- _ФРАГМЕНТ СТРАНИЦЫ_:
[ +
42
- ]
[1 ]
03.09.2021
Эта история произошла много лет назад, когда я учился в старших классах школы гимназии N13. Школа наша считалась в городе образцовой, и как правило у нашей школы был враг – другая школа-гимназия 4, тоже образцовая и находившаяся в центре города. В один день администрация сверху решила устроить между нами конкурс типа «А ну-ка, парни» или «Ало, мы ищем таланты..» и сбить нас лбами. Программа была обычная типовая, думаю разработанная еще в средних десятилетиях, еще до того как в моду вошло играть в КВН. Это приветствие, чтение стихов, сценка, спортивные упражнения и завершающий все это дело танец.
Были составлены списки участников по всем номерам и участники, отпрашиваясь с уроков закрывались в пустых классах для репетиции. Всех объединяла одно, ненависть к общему врагу.
Как положено, агентурная сеть доложила, что соперники готовятся по всей программе, и на самый финальный танец, как самый важный номер, наша школа-противник выставляет самую сексапильную школьницу, красавицу, которую знает полгорода, Риту Маркелян (имя и фамилия изменены). Рита была девочкой акселераткой и в свои четырнадцать выглядела на все двадцать пять. Мощные формы, фигура, косметика и стервозный характер. На нас, ровесников, Рита смотрела как на мелюзгу, и даже не здоровалась. Общалась она со старшеклассниками и всем говорил что собирается после школы стать моделью. Ну что сказать, у нее были данные.
Для нас это стало проблемой. Мы не знали какую лошадь выставить нам. Наши девчонки понимали, что Рита их просто съест. У нас были свои красавицы, но у Маркелян была харизма, уверенность и умение преподнести себя.
Учился в нашей школе Сурик. Полное имя я не знаю, все называли его Суриком. Маленький, щупленький, всегда в красивой импортной одежде и с длинной челкой. Одевался он по моде так как мама его торговала вещами на местном рынке. В остальном, это был очень тихий и скромный мальчик, который не отличался умом, и часто прогуливал уроки, протирая штаны на большом камне возле школы, где собирались пацаны на перемене. Как и кто его уговорил я не знаю, но этот Сурик должен был противостоять в танцевальном номере самой Рите Маркелян. Все понимали что это самоубийство, но видно ему обещали четверку в четверти или еще какой ништяк от завуча. Сурик был сам не рад. Нервно улыбался на наши шутки и молчал.

- _ПРЕДОСТАВЛЕННЫЕ ЗАПИСИ_:
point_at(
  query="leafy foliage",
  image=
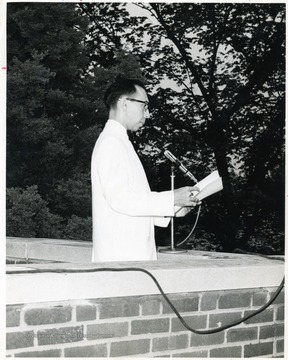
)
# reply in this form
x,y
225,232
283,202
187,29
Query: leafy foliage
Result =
x,y
216,78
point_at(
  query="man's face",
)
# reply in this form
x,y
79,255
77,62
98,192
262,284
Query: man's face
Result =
x,y
137,111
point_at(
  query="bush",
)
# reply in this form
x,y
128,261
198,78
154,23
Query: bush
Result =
x,y
28,215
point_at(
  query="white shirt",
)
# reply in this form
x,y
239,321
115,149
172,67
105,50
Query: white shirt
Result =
x,y
124,208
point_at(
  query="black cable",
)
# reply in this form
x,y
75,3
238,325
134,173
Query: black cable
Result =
x,y
135,269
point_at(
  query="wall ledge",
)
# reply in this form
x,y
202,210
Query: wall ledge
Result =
x,y
176,273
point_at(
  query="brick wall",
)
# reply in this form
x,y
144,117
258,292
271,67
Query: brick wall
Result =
x,y
146,326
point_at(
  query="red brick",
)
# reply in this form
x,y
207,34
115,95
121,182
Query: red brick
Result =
x,y
280,313
238,335
223,319
59,336
280,346
149,326
259,349
151,307
208,302
263,317
260,298
132,347
118,307
85,312
229,352
178,342
13,315
234,300
194,321
86,351
103,331
170,343
271,331
279,299
17,340
187,303
194,354
40,354
53,315
205,340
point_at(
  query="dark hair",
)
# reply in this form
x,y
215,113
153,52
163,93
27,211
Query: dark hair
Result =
x,y
120,86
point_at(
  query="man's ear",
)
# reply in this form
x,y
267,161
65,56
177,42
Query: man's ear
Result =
x,y
122,103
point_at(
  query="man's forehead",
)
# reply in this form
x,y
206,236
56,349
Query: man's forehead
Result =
x,y
141,91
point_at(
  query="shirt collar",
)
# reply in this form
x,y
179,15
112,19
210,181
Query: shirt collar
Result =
x,y
117,126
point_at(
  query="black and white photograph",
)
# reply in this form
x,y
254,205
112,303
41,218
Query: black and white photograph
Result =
x,y
144,189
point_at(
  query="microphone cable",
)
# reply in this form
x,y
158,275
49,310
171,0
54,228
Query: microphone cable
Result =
x,y
166,298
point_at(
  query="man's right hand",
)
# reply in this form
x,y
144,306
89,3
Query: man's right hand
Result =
x,y
185,196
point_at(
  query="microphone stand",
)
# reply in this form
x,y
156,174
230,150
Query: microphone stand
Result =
x,y
172,249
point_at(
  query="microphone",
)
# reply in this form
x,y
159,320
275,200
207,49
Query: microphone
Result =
x,y
174,160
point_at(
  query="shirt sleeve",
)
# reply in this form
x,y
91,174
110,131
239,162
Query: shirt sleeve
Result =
x,y
114,171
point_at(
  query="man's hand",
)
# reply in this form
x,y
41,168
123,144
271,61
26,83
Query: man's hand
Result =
x,y
185,196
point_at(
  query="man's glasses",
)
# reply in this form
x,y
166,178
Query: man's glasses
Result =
x,y
146,103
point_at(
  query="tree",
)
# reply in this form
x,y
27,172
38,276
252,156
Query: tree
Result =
x,y
232,89
216,77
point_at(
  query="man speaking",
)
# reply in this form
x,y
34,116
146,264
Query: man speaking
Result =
x,y
124,208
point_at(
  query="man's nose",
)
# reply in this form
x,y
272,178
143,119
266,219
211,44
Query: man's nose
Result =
x,y
147,114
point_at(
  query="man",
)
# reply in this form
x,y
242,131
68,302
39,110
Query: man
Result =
x,y
125,210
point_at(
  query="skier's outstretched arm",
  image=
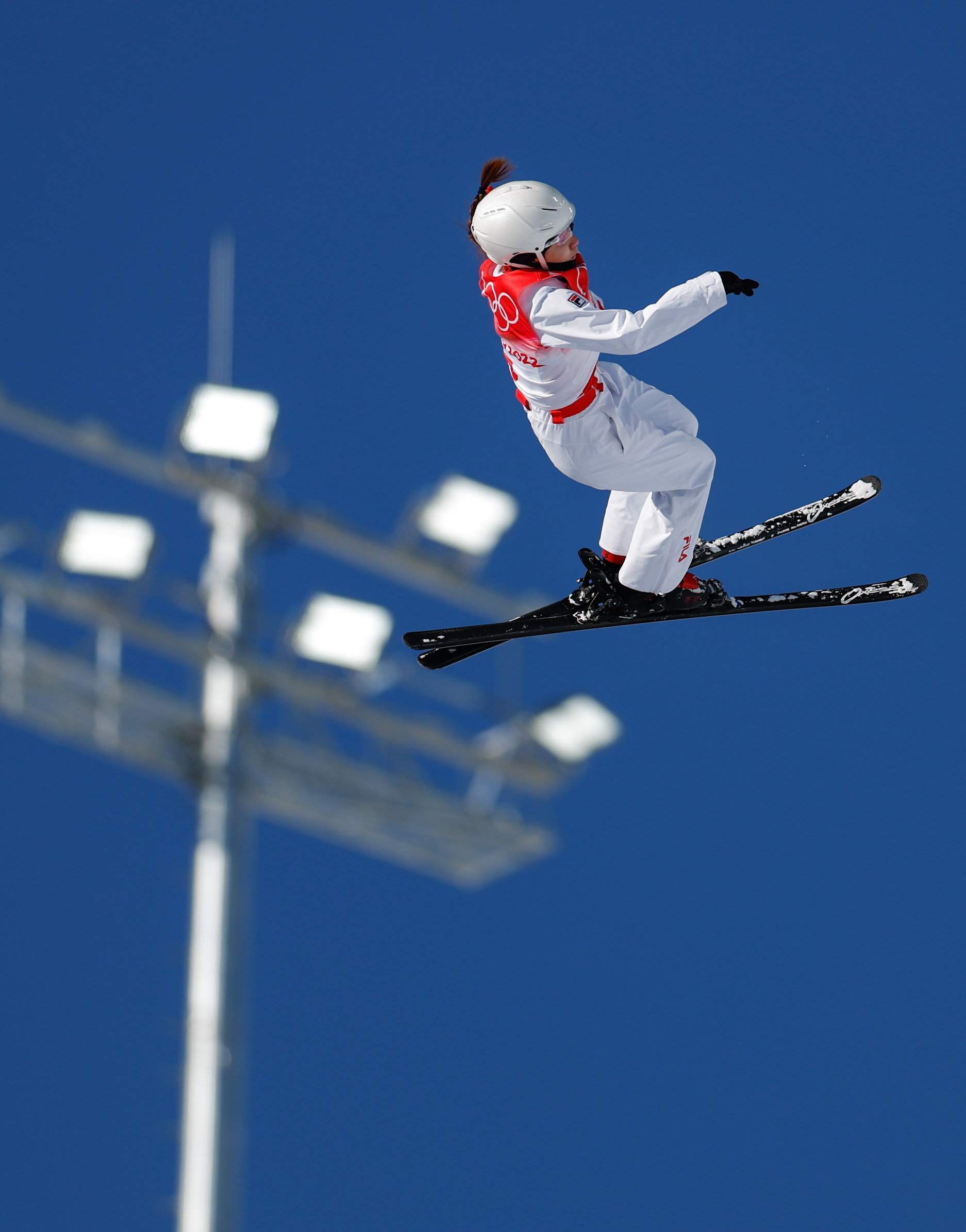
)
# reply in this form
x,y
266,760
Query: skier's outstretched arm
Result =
x,y
562,319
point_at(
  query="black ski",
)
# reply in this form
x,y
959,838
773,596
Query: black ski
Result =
x,y
829,507
541,622
708,550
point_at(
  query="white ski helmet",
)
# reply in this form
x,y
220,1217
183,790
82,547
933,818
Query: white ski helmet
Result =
x,y
523,216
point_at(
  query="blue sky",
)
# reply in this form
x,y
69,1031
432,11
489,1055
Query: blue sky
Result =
x,y
732,1000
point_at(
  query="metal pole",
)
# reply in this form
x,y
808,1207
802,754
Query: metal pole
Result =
x,y
211,1125
221,308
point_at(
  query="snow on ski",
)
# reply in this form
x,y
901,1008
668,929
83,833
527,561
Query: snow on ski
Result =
x,y
858,493
829,507
540,624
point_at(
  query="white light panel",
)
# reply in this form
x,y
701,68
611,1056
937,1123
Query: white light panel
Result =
x,y
576,729
343,631
108,545
468,515
228,423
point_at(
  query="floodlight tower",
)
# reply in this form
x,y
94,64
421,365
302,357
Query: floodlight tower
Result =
x,y
231,424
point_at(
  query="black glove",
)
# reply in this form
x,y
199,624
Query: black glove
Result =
x,y
736,286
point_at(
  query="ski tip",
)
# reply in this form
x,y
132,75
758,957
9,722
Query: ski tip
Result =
x,y
430,660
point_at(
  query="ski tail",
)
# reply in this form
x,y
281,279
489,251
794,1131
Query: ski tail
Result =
x,y
807,515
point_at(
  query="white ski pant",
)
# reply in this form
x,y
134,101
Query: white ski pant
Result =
x,y
641,444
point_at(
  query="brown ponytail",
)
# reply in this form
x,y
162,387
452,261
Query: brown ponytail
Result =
x,y
497,169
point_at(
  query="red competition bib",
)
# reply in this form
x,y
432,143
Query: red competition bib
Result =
x,y
503,290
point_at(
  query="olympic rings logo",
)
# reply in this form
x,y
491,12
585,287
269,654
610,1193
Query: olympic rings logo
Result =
x,y
499,306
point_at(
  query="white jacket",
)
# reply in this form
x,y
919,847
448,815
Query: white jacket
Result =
x,y
573,333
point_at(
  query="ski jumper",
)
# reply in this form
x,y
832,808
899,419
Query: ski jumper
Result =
x,y
601,426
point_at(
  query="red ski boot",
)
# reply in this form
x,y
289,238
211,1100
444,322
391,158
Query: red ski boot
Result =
x,y
695,592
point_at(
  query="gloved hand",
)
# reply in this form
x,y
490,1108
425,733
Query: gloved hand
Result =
x,y
736,286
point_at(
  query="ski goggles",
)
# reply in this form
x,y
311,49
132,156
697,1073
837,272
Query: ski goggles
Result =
x,y
561,240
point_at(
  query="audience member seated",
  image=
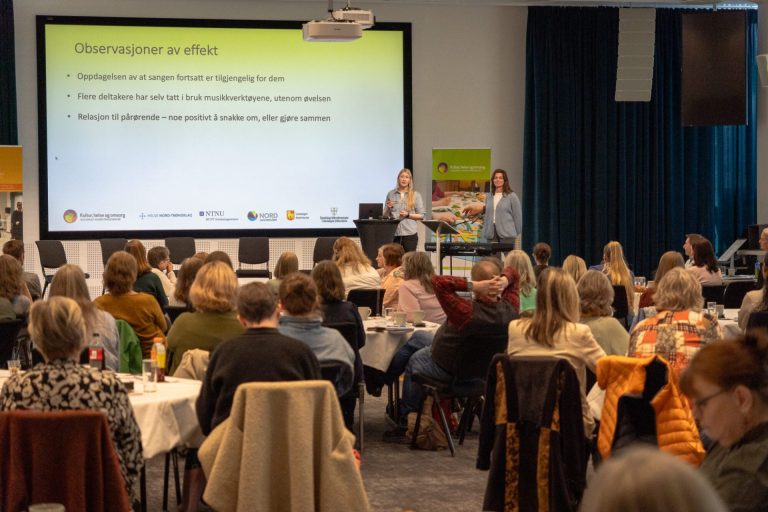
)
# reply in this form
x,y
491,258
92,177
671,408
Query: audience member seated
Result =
x,y
595,299
667,262
520,261
756,300
220,256
615,267
553,331
146,281
416,292
187,273
705,267
69,281
645,479
330,292
214,320
389,259
727,382
61,383
15,248
302,320
140,310
680,327
287,264
355,267
575,266
14,295
541,254
160,260
260,354
690,240
494,304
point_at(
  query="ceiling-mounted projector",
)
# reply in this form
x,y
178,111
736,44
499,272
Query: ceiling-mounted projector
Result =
x,y
362,16
332,31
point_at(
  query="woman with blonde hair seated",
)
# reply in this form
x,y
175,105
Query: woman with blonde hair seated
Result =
x,y
390,261
595,299
680,327
69,281
575,266
668,261
187,273
213,296
140,310
146,280
355,267
416,292
287,264
554,331
14,294
60,383
520,261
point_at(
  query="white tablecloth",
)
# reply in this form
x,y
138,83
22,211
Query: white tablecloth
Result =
x,y
167,417
380,347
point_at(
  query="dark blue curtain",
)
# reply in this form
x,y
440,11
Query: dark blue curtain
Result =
x,y
595,170
8,129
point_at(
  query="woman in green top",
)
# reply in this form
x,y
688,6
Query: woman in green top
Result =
x,y
213,296
520,261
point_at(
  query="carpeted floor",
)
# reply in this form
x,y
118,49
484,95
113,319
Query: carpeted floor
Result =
x,y
396,477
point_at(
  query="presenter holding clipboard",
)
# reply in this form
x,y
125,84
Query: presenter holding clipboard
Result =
x,y
405,204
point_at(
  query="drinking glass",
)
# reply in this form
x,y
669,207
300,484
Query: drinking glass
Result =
x,y
149,375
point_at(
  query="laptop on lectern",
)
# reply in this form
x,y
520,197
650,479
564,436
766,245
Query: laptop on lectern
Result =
x,y
371,211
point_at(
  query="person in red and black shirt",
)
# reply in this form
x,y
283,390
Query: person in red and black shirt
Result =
x,y
495,303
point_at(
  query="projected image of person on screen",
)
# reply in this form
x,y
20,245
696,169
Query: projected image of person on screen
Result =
x,y
405,204
503,215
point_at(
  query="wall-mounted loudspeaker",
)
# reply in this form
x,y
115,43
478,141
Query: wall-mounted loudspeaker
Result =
x,y
637,41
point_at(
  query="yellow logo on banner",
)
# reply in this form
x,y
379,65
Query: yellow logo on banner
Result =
x,y
10,169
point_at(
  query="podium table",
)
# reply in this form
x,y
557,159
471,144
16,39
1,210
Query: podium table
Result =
x,y
374,233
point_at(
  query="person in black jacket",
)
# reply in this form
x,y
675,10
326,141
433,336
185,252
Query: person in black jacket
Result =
x,y
261,354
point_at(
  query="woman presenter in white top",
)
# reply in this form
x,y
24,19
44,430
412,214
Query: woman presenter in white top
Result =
x,y
405,203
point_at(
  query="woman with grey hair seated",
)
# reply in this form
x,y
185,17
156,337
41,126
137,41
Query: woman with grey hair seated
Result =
x,y
645,479
595,299
680,326
58,330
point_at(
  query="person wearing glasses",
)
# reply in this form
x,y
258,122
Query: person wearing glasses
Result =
x,y
727,382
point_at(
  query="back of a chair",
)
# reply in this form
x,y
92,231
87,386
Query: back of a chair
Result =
x,y
109,246
283,443
735,292
475,357
37,445
180,248
9,331
370,297
758,320
713,293
323,248
620,304
52,254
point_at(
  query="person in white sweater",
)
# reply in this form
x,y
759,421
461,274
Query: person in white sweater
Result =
x,y
554,331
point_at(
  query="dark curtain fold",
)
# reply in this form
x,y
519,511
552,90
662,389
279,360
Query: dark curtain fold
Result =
x,y
595,170
8,128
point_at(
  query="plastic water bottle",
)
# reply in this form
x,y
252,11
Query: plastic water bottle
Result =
x,y
158,349
96,353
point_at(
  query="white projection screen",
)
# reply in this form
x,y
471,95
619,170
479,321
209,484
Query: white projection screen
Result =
x,y
210,128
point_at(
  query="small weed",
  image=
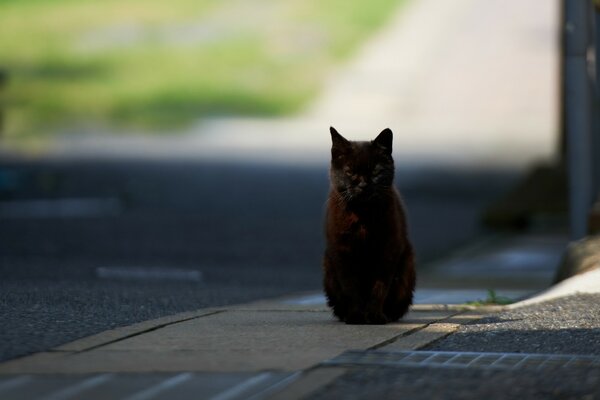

- _КОРОТКОЕ ЗАДАНИЕ A_:
Пожалуйста, воспроизведите дословно отрывок рассказа о конкурсе школ от слов "Учился в нашей" до слов "шутки и молчал." включительно.
- _КОРОТКОЕ ЗАДАНИЕ B_:
Найдите в записях все строки со словом "banner" и выпишите их. Регистр букв имеет значение.
Рассказ о конкурсе школ и записи — два самостоятельных материала, между собой не связанных.

- _ОТВЕТ С РАЗБОРОМ A_:
Учился в нашей школе Сурик. Полное имя я не знаю, все называли его Суриком. Маленький, щупленький, всегда в красивой импортной одежде и с длинной челкой. Одевался он по моде так как мама его торговала вещами на местном рынке. В остальном, это был очень тихий и скромный мальчик, который не отличался умом, и часто прогуливал уроки, протирая штаны на большом камне возле школы, где собирались пацаны на перемене. Как и кто его уговорил я не знаю, но этот Сурик должен был противостоять в танцевальном номере самой Рите Маркелян. Все понимали что это самоубийство, но видно ему обещали четверку в четверти или еще какой ништяк от завуча. Сурик был сам не рад. Нервно улыбался на наши шутки и молчал.

- _ОТВЕТ С РАЗБОРОМ B_:
  query="yellow logo on banner",
Query: yellow logo on banner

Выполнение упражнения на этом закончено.